Natural-language object grounding data
************
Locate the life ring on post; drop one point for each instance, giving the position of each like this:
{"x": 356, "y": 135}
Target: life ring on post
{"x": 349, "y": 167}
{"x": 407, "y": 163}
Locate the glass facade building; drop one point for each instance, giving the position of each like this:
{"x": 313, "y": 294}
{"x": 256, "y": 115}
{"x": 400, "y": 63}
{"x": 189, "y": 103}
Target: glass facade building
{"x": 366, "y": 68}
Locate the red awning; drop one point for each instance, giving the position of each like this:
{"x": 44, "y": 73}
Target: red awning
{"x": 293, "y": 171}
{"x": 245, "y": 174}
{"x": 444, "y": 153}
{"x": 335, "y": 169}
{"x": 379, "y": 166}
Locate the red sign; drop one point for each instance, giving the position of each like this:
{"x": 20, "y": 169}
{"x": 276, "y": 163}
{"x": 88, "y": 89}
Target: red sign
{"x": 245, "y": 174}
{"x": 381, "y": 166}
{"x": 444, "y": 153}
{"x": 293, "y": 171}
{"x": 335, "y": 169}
************
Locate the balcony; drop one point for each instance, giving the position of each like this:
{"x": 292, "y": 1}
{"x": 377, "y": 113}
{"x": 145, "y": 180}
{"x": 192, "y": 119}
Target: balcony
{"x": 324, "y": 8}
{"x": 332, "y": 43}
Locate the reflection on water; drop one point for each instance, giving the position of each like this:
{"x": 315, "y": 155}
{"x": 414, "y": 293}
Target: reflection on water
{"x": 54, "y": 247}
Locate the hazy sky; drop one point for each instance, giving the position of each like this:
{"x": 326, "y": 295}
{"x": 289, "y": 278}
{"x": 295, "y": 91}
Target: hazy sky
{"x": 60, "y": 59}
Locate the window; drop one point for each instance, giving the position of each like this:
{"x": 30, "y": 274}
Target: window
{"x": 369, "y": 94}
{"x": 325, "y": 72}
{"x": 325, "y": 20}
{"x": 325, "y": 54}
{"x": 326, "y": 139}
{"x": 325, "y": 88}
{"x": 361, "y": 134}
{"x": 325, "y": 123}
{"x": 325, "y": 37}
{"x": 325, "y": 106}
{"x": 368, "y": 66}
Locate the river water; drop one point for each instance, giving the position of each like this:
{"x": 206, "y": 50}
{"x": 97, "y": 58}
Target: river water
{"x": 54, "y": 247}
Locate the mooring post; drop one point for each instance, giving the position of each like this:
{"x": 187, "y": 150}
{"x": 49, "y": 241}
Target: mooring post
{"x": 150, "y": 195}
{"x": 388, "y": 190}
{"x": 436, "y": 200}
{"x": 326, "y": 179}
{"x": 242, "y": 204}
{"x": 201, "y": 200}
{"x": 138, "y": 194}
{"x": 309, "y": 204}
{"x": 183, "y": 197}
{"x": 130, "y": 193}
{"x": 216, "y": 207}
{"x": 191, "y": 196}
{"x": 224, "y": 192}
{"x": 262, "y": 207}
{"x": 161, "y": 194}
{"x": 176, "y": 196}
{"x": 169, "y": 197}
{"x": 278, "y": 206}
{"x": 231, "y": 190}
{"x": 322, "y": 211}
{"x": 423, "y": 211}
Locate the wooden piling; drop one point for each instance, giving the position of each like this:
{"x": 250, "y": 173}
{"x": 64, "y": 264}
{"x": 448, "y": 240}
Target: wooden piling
************
• [INSTRUCTIONS FOR THE TASK]
Search the entries above for the word "giving", and copy every line where it occurs.

• [SOLUTION TO THE EXERCISE]
Locate the life ring on post; drop one point for each instance, giving the position of each like this:
Locate the glass facade building; drop one point for each instance, giving the position of each like this:
Locate the red awning; drop one point for each instance, giving the position of each like this:
Locate the red sign; drop one point for each instance, giving the position of each like this:
Locate the balcony; drop one point for each instance, giving the position of each like this:
Locate the reflection on water; drop one point for each instance, giving the position of each like this:
Locate the hazy sky; drop one point for each instance, giving the position of each like this:
Locate the window; drop one point for each instance, giving the position of each like this:
Locate the river water; drop one point for each instance, giving the position of each like this:
Locate the mooring post; drop one point for each instance, giving the position of each like this:
Locate the wooden piling; drop one point for each instance, giving the position of each like this:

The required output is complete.